*** SOURCE MATERIAL Section Begins ***

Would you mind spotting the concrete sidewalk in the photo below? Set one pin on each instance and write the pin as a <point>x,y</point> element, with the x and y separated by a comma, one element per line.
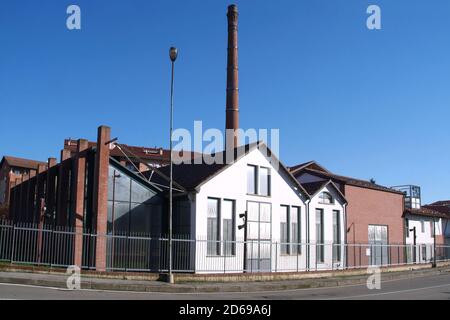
<point>111,284</point>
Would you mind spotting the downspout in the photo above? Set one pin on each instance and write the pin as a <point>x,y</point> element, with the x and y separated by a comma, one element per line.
<point>345,235</point>
<point>307,203</point>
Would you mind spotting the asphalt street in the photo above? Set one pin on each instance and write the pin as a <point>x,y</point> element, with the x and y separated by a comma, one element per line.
<point>436,287</point>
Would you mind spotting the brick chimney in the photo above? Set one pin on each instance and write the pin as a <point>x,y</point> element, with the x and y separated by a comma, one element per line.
<point>232,108</point>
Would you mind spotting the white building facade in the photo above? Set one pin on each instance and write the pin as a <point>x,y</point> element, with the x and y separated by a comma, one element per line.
<point>253,216</point>
<point>327,221</point>
<point>420,233</point>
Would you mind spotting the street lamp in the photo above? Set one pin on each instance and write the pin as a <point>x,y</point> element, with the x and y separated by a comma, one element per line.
<point>173,53</point>
<point>433,265</point>
<point>414,242</point>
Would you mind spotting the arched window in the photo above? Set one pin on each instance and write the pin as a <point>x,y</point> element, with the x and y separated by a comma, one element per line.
<point>326,198</point>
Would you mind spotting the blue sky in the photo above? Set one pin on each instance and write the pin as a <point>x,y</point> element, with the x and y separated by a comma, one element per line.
<point>368,104</point>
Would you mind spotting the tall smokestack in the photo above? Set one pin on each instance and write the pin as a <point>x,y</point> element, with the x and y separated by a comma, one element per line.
<point>232,110</point>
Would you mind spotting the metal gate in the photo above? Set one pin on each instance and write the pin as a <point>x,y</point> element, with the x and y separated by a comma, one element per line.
<point>378,240</point>
<point>259,244</point>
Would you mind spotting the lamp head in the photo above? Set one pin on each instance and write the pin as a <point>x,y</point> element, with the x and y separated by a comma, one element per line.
<point>173,53</point>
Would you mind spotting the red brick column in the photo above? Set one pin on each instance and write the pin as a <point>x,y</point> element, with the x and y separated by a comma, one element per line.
<point>101,195</point>
<point>50,190</point>
<point>12,200</point>
<point>80,173</point>
<point>63,188</point>
<point>39,191</point>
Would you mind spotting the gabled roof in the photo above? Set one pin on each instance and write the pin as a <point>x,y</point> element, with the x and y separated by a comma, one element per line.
<point>425,211</point>
<point>441,203</point>
<point>440,208</point>
<point>191,176</point>
<point>310,164</point>
<point>314,188</point>
<point>21,162</point>
<point>133,152</point>
<point>344,179</point>
<point>133,174</point>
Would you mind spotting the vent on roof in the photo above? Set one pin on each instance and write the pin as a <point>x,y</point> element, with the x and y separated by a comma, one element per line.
<point>153,151</point>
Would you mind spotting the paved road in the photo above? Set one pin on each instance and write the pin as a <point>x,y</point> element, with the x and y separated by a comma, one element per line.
<point>427,287</point>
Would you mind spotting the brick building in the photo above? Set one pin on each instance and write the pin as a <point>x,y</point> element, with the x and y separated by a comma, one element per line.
<point>13,171</point>
<point>372,209</point>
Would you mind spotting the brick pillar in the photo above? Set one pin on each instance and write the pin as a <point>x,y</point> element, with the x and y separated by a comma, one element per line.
<point>50,190</point>
<point>39,192</point>
<point>63,189</point>
<point>12,200</point>
<point>19,184</point>
<point>100,205</point>
<point>78,186</point>
<point>26,197</point>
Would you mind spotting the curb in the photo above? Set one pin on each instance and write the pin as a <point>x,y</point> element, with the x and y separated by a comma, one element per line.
<point>143,286</point>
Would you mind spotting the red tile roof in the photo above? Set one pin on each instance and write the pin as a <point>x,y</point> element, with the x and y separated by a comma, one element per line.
<point>424,211</point>
<point>442,209</point>
<point>441,203</point>
<point>348,180</point>
<point>22,163</point>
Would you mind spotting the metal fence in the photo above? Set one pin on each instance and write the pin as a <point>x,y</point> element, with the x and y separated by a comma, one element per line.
<point>31,244</point>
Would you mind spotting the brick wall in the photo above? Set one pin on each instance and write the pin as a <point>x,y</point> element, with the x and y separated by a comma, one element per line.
<point>372,207</point>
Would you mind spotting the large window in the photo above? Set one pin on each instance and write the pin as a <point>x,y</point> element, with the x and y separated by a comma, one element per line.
<point>131,205</point>
<point>221,227</point>
<point>326,198</point>
<point>295,229</point>
<point>251,179</point>
<point>290,230</point>
<point>336,235</point>
<point>213,246</point>
<point>258,180</point>
<point>228,230</point>
<point>284,229</point>
<point>319,236</point>
<point>264,181</point>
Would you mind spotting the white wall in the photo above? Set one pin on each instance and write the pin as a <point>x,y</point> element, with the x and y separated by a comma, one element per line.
<point>424,240</point>
<point>232,184</point>
<point>328,229</point>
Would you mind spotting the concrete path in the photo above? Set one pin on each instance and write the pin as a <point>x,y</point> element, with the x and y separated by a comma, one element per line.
<point>423,287</point>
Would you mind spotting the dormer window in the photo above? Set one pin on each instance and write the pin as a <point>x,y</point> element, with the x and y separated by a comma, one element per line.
<point>326,198</point>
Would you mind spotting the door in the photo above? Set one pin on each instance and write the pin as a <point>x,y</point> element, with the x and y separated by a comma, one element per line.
<point>378,241</point>
<point>259,236</point>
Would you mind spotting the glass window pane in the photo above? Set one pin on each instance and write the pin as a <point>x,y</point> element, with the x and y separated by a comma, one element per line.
<point>253,211</point>
<point>264,231</point>
<point>213,208</point>
<point>121,216</point>
<point>122,187</point>
<point>110,182</point>
<point>251,179</point>
<point>283,213</point>
<point>140,193</point>
<point>227,209</point>
<point>265,209</point>
<point>264,181</point>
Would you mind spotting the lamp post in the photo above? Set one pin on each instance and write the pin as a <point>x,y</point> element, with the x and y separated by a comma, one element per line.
<point>173,53</point>
<point>414,243</point>
<point>433,265</point>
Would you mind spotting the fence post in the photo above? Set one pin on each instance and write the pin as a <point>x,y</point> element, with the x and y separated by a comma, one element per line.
<point>13,243</point>
<point>276,256</point>
<point>224,256</point>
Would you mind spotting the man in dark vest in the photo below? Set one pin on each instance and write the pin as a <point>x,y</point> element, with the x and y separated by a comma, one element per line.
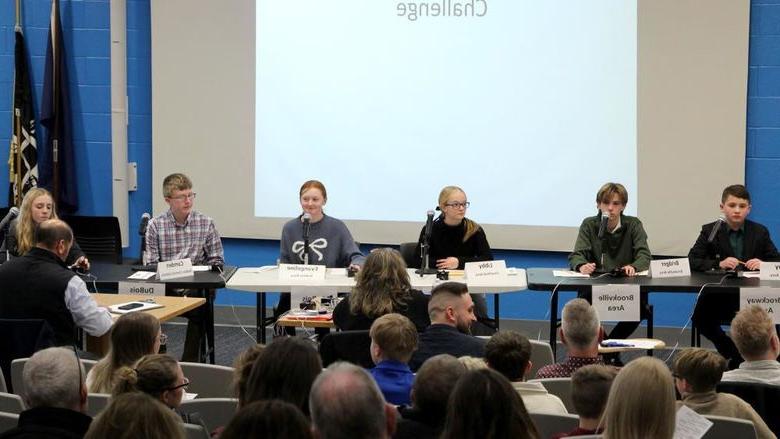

*** SOURCE MATERIAL Section Ends ***

_WHAT YOU NEED TO DO_
What is needed is every record above, restated word for word, with the pictures left out.

_YOUR RESPONSE_
Would you mind spotting the concrete sidewalk in the photo below? Set one pin on each instance and write the pin as a <point>x,y</point> element, with the x and y separated by a comma, one element per line.
<point>111,284</point>
Would you mind spotting the downspout in the photo above? Set one pin on each instance and write the pin as a <point>x,y</point> element, with the x and y separated by a comma, one element per line.
<point>345,235</point>
<point>307,203</point>
Would you mind spotting the asphalt street in the photo above? Set one pin on each instance and write the pin as a <point>x,y</point> element, with the x and y separated by a comma, one element per line.
<point>436,287</point>
Would you mind spotting the brick chimney in the photo above? Set one pin on each instance and write the pin as a <point>x,y</point> element, with the x and y separated by a comma, one element per line.
<point>232,108</point>
Would you mind spotting the white building facade in the photo above? Set one pin on each instance and write the pin as a <point>x,y</point> element, with the x and y separated by a comma, one element per line.
<point>253,216</point>
<point>327,221</point>
<point>420,233</point>
Would you mind spotting the street lamp in the photo above? Set one pin on each instance and write the pin as a <point>x,y</point> element, with the x and y separated by a comma, one element per line.
<point>173,53</point>
<point>433,265</point>
<point>414,242</point>
Would you mind spotting the arched window in the photo above? Set one pin on each instance and write the pin as a <point>x,y</point> element, with the x and y separated by a comma, one element per line.
<point>326,198</point>
Would you mind spotting the blue sky in the photo above? Set one pin on each instance and write the pin as a <point>x,y</point> element, with the x and y separated by a comma, one element per line.
<point>368,104</point>
Would you mind spotting the tall smokestack in the photo above? Set one pin on each instance and write the pin as a <point>x,y</point> element, with the x and y separated by a comma, one element per line.
<point>232,110</point>
Would you mind spotting the metal gate in the photo above? Set one pin on each instance and write the pin as a <point>x,y</point> element, with the x and y separated by a comma, one element per line.
<point>378,240</point>
<point>259,244</point>
Would you mind spotting the lamp head in the photo above? Set one pin on each instance and write the pin as a <point>x,y</point> element, with the x and y separated by a comma, one element per line.
<point>173,53</point>
Would you mind spotting the red brick column in the photo above? Set one pin on each instance and write the pin as a <point>x,y</point> element, with the x and y separated by a comma, one element per line.
<point>101,195</point>
<point>50,190</point>
<point>12,200</point>
<point>80,173</point>
<point>63,188</point>
<point>39,191</point>
Would you mind spotting the gabled roof in the photo above? Set one pin on each instance and write the pin as a <point>x,y</point> element, with the x and y separated by a comma, one element per line.
<point>425,211</point>
<point>441,203</point>
<point>440,208</point>
<point>191,176</point>
<point>310,164</point>
<point>314,188</point>
<point>21,162</point>
<point>133,152</point>
<point>344,179</point>
<point>133,174</point>
Would you mind spotting the vent on roof in the photo above? Set one pin on each instance and write the pin as a <point>x,y</point> element, with the x and y separated by a comma, one element per line.
<point>153,151</point>
Would you mind spotting the paved road in the photo above? Set one pin on each instance and write the pin as a <point>x,y</point> element, with the x and y separated by a comma, one element per line.
<point>427,287</point>
Would you mind spotting the brick building in the photo above? Set one pin on each instance and write the pin as a <point>x,y</point> element, with the x and y separated by a comma, one element per line.
<point>13,171</point>
<point>372,209</point>
Would you mind spotting the brick pillar in the photo above? Set one pin on each instance and write the pin as a <point>x,y</point> element, with the x and y separated by a comma, one element per line.
<point>50,190</point>
<point>39,192</point>
<point>63,189</point>
<point>12,200</point>
<point>19,184</point>
<point>100,205</point>
<point>78,186</point>
<point>26,197</point>
Would you mind spotting the curb in the photo above? Set one pin on each instance and write the pin as a <point>x,y</point> element, with the x and y separated by a comma, one element per line.
<point>143,286</point>
Would you mind spotting the red tile roof in the photo above? Set one pin on each instance and write the pin as a <point>x,y</point> element, with the x and y separated by a comma, one element per line.
<point>424,211</point>
<point>442,209</point>
<point>441,203</point>
<point>348,180</point>
<point>22,163</point>
Would you mind spotting the metal fence in the photo above? Set one pin on each instance and write the pin as a <point>x,y</point> element, with the x and y separated by a comma, one element per line.
<point>31,244</point>
Would you mind spotting the brick wall in the photo above? Set one pin on each instance and write the pin as a <point>x,y</point> element, with the x and y separated by a comma, one element per line.
<point>372,207</point>
Would you mind spotting the large window in the photo above? Set one pin on each instance and write the pin as a <point>x,y</point> element, with the x and y separated by a comma, one element per line.
<point>131,205</point>
<point>221,227</point>
<point>326,198</point>
<point>295,229</point>
<point>251,179</point>
<point>290,230</point>
<point>336,235</point>
<point>213,246</point>
<point>258,180</point>
<point>228,230</point>
<point>284,229</point>
<point>319,236</point>
<point>264,181</point>
Would you mind spotting the white wall in the photo above? Set one pin on each instance and write the pin as a <point>x,y</point> element, with the x and y separated by a comma, one element per line.
<point>424,240</point>
<point>232,184</point>
<point>328,229</point>
Would you mind spotting the concrete path in the photo above? Set one pin on each instance and write the pin as a <point>x,y</point> element, with the x and y separated by a comma, one element per line.
<point>423,287</point>
Would you mind spotting the dormer window in the photo above? Set one pin on each instance and write the pin as a <point>x,y</point> element, with the x and y separated by a comma, one element per line.
<point>326,198</point>
Would you mind spotting the door in the photo above? Set one pin on each instance and write the pin as a <point>x,y</point> element, with the x and y separated by a comma, one element per line.
<point>378,241</point>
<point>259,236</point>
Would you mind spotting the glass window pane in the photo above? Set one pin on each instance and write the pin as a <point>x,y</point> element, with the x and y separated by a comma, one element per line.
<point>253,211</point>
<point>264,231</point>
<point>213,208</point>
<point>121,216</point>
<point>122,187</point>
<point>110,182</point>
<point>251,179</point>
<point>283,213</point>
<point>140,193</point>
<point>227,209</point>
<point>265,209</point>
<point>264,181</point>
Would you mind spotting the lamp post in the photo above? Set one pin on each instance and write the pin as a <point>x,y</point> element, with the x and y separated by a comma, one element per line.
<point>173,53</point>
<point>414,243</point>
<point>433,265</point>
Would you mind spotting the fence post in the photo above? Set one pin on each instance and write the pin as a <point>x,y</point> element, with the x and y separated by a comma, one element per line.
<point>13,243</point>
<point>276,256</point>
<point>224,256</point>
Would you mind spotting the man in dark vest in the photo below? Set one pin on each instance and write the pin as a <point>x,y</point> element, with the x and y separated by a comma, one element per line.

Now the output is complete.